READING TEXT:
Her goal is to walk again, but it is too early to tell. She expects to be in hospital for up to another five months.

"I talked to the consultant and he said I would have to be more patient.

"I'm used to being a mountain climber, and this is not something you do in five minutes."

The woman prefers not to be named but wants it known how carelessness and lack of consideration by mountain bikers can have serious consequences.

She recounted to the Otago Daily Times the events of the crash on Waitangi Day weekend.

A fit and able mountain biker with a love of the outdoors, she was heading home on the Centennial Park bike track/walking track in Timaru.

"I was just tootling home ... trying to be a good considerate trail user."

She stopped to share a few words with a woman walking her dogs, then began climbing a hill.

Around the corner at speed came a man on a mountain bike, who shouted something and a moment later ran into her, knocking her to the ground, breaking her nose and glasses, smashing her helmet and damaging her spinal cord.

"I thought he said, 'get out of the way', but I can't remember actually; I had concussion as well.

"I definitely remember the impact, feeling him crash into me, then being on my face, down on the ground and being unable to move.

"I knew instantly that I had had a spinal injury."

The man asked her if she could move her legs but then the woman with the dogs, who was a physiotherapist, appeared and said: "don't move, don't do anything".

TASKS TO COMPLETE:
1. Reproduce the passage of the article about the trail crash that opens with the words containing "She recounted to" and closes with "track in Timaru.".
2. Pick up the article about the trail crash after its last sentence and keep writing it.
You won't need the listing for anything here.

DATA SECTION:
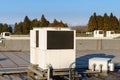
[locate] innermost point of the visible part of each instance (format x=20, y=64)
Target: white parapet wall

EXERCISE RESPONSES:
1.
She recounted to the Otago Daily Times the events of the crash on Waitangi Day weekend.

A fit and able mountain biker with a love of the outdoors, she was heading home on the Centennial Park bike track/walking track in Timaru.

2.
The man called an ambulance, but that's the last contact the woman has had with him.

"What I want is not to expend my energy thinking about him.

"This guy will have to live with this in his life.

"I think it will be a hard thing to live with, but that's his world, not mine.

"I've got to focus on my world and getting well ..."

What she does want is for other mountain bikers to consider how their approach to riding a shared trail can bring about life-changing consequences.

"Your whole life is suddenly changed by someone being really careless.

"I'm not saying anyone goes out thinking they are going to cause an accident.

"But their carelessness means that that's what's happened.

"This has changed my life forever."

The woman was admitted to hospital 10 days before her 60th birthday. She would like her experience to influence the way other mountain bikers approach similar tracks.

"If you are using a trail labelled a multi-use trail, you have a responsibility to always ride in control and be able to stop.

"Whenever you turn a corner, and see whatever's in front of you, it's your responsibility."

A friend, Nicola Martinovich, has spoken to other mountain bikers and multisport athletes, including Commonwealth Games mountain biker Anton Cooper, and says all agree that it was common sense for both parties on a track to be considerate and respectful.

Where a track was too narrow for two bikes to pass each other in opposite directions, then it was an "unwritten rule" the person on the bike coming downhill would give way. If that meant stopping and dismounting, then that was what needed to happen.

Bike Wanaka spokesman Simon Telfer told the Otago Daily Times there were no hard and fast rules around giving way on mountain-bike tracks. It often depended on how the track was designated - there were tracks for uphill, downhill and two-way traffic.

"If it's a downhill track, you probably wouldn't expect people to be coming up it."

However, the woman says the track she was on was not designated for the exclusive use of mountain bikers and had signs saying: "Share with Care".

"This was like the Outlet Track, in Wanaka - a multi-use track where you have families and dogs and people ambling and not paying attention and you're in the situation where if you are riding a bike, you are only one of many users of that trail.

"It's your job to be in control.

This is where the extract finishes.